Exercise brief.
From the line with "For every instance of the person" to the line with "For every instance of the blurred", retype every line exactly, including those two, and leave out the rest of the data below.

Input data.
============================================================

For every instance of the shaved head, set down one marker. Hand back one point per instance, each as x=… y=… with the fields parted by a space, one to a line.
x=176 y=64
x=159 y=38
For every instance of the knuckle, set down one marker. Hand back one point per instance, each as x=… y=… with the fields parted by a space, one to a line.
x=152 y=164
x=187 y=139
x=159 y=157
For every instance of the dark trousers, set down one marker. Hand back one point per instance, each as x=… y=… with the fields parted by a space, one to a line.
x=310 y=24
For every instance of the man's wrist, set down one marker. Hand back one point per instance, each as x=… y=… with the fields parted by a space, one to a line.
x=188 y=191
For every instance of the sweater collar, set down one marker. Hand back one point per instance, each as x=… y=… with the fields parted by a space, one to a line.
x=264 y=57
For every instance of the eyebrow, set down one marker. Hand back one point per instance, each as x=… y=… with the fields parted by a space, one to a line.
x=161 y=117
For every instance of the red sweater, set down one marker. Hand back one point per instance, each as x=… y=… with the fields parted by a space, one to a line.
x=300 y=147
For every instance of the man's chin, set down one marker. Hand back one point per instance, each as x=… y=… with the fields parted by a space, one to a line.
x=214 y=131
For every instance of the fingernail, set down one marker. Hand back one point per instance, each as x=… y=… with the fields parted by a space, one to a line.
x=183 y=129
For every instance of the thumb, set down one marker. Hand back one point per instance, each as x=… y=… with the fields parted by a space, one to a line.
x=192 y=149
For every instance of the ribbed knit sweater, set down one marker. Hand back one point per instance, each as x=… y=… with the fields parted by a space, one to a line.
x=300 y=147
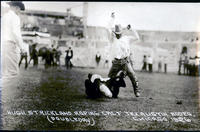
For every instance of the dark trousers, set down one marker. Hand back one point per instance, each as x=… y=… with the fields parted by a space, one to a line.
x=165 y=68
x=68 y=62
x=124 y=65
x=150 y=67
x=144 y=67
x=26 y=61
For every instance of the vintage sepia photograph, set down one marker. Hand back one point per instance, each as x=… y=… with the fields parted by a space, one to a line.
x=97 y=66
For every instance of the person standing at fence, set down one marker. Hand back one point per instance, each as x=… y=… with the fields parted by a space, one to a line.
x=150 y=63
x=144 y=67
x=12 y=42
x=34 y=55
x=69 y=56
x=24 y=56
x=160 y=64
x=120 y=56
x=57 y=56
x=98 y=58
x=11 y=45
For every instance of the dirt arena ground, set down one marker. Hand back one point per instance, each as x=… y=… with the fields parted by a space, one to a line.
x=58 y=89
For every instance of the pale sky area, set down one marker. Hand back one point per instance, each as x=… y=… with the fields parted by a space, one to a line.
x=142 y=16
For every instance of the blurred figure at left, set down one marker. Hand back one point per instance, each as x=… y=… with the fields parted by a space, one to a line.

============================================================

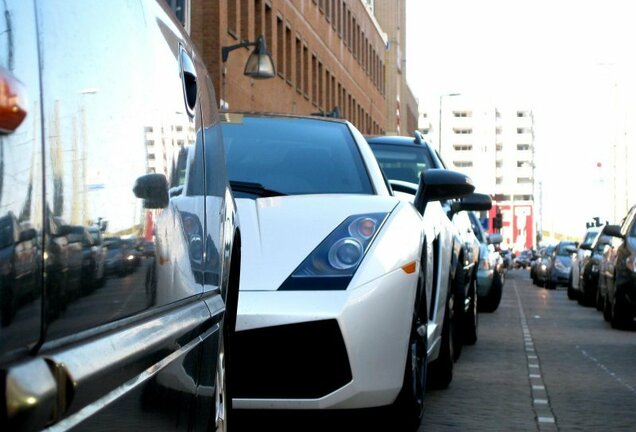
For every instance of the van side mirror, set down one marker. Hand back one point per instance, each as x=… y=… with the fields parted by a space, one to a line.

============================================================

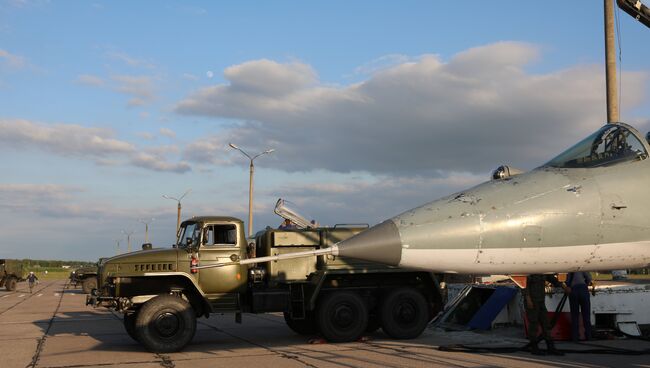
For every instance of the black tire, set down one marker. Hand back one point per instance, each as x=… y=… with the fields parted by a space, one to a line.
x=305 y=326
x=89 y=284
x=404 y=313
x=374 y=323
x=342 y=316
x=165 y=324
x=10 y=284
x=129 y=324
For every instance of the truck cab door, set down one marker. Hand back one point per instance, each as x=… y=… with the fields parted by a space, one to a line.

============================================================

Output.
For every instance of the person standing at fence, set down one marker. Hand back one point per instance, each as x=… y=… with the fields parted by a space, one to a line.
x=150 y=63
x=144 y=67
x=12 y=42
x=34 y=55
x=69 y=56
x=24 y=56
x=160 y=64
x=120 y=56
x=57 y=56
x=98 y=58
x=11 y=45
For every instance of the dirt arena ground, set down one marker. Hand back one point per instance, each as x=… y=… with the fields parted by a space, one to a line.
x=58 y=89
For every instance of the pale sky area, set down one marker. Hand back one point per instance, each as x=… y=… with the fields parted by a space, one to a line.
x=142 y=16
For every instance of the blurred figure at left, set down one marker. Hand back one point per instance, each as x=… y=… with the fields parted by a space, one to a line.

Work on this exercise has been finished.